Aim:
Your task is to transcribe all of the records exactly and leave out the pictures.

Material provided:
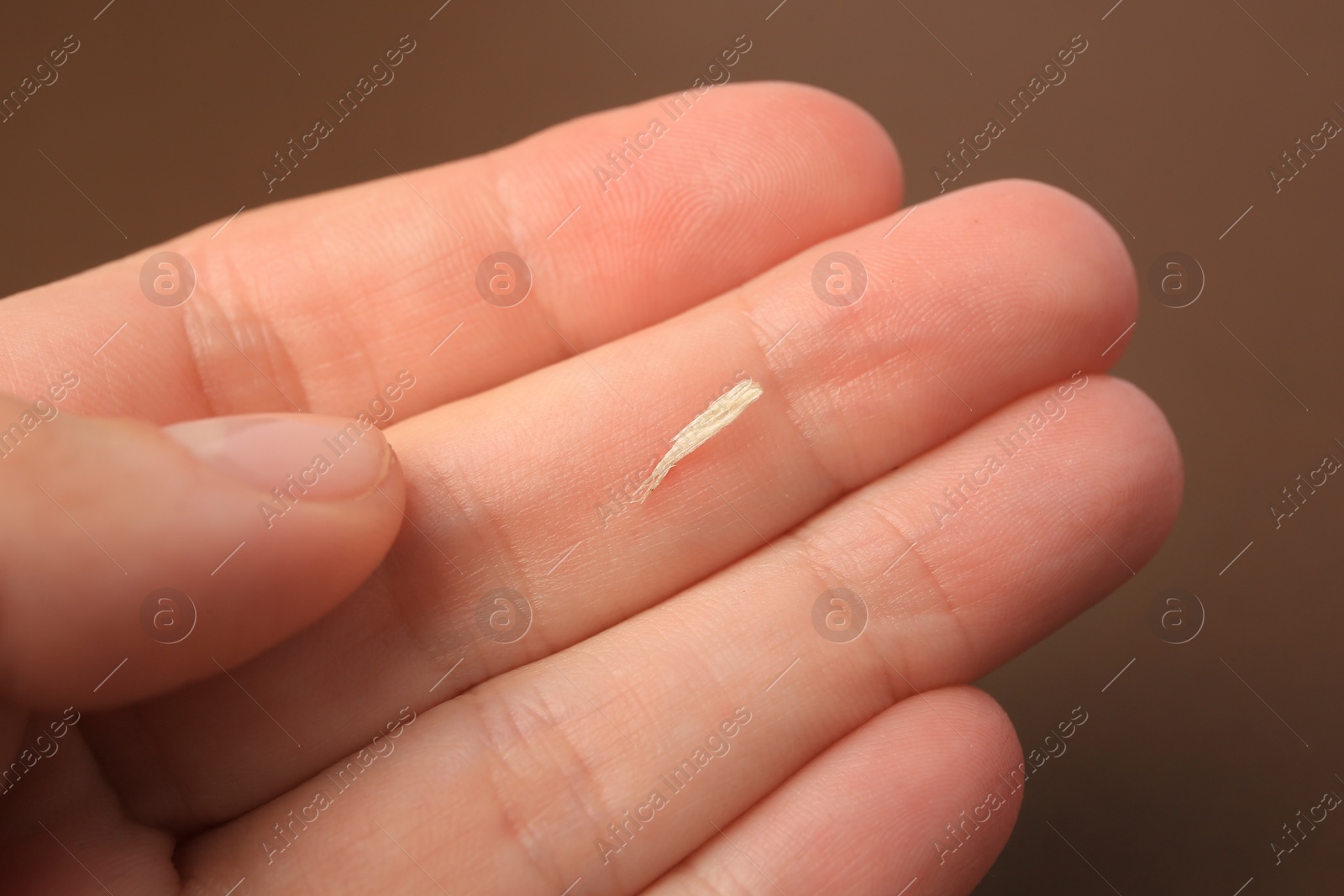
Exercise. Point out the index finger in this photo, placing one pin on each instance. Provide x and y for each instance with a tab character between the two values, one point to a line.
382	297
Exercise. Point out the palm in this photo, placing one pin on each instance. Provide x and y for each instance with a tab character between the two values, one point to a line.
534	731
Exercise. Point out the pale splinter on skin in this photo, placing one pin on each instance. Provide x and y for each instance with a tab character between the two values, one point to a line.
701	430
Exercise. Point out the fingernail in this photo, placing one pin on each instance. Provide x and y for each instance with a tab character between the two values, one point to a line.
304	456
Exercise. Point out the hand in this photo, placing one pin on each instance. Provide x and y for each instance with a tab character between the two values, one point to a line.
754	681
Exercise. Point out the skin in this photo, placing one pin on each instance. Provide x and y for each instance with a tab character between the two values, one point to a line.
654	625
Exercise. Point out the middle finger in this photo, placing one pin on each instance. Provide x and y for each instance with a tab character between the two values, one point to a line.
981	296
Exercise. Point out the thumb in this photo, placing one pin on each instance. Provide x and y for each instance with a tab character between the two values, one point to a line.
136	559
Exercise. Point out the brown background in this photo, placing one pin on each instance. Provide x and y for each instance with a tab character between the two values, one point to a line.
1183	774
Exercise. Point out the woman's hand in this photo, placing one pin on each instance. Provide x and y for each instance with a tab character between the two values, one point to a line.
754	681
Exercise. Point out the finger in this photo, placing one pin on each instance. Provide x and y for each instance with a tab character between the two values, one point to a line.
138	559
544	510
738	658
902	801
324	302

Correct response:
Exercise. Point out the index finger in this photo, placing one pin on each instance. Provide x and y for each instance with a tab character between the two values, one point to a line.
382	297
Exercise. Point out the palm in this photo, placing one pin on each instance. Provide x and y for each instance with a tab character between the two values, one point to a line.
534	731
Exercise. Point out the pale splinter on skin in this photo, placing one pin on each instance. Provide x and y for each instance with a tab character between the two values, one point to a line.
701	430
Exercise. Point out the fingernail in this photo, placing one pin on each instance. Provide x and y for each instance with a tab character between the two values, one point to a line.
304	456
Exercise. Point out the hand in this photo, placing one pin on each instance. Provide x and y for each instance with a tab character between the two values, one point to a line.
754	681
Exercise. Point out the skin in this photo, placing one pin on each instance. Provide x and y for each instance with a tab character between the two values, one point to a line.
654	625
Exercise. Point out the middle finger in this photo, placing one pin on each instance. Provide x and y for each instance with a tab character between the two values, one point to a line.
981	296
Exercise. Point out the thumb in this photo, placing one pin on each instance. Provide x and y for each instance with a tab character between the two values, one point to a line.
136	559
Exercise. Point out the brown background in this photo, placing one pin on each instance. Provide x and y for each instance with a tab character between the two values, one point to a line.
1183	774
Exercise. Point out the woman's hand in this photo, placing one pin on each instance. Provide x and y for each instance with a tab character between the two values, one point to a line.
754	681
Exercise. Point out the finger in this photo, placing one pin on each instance. Provide x and y for each instance with a tab character between the two values, one point to a line.
138	559
544	510
738	658
902	801
324	302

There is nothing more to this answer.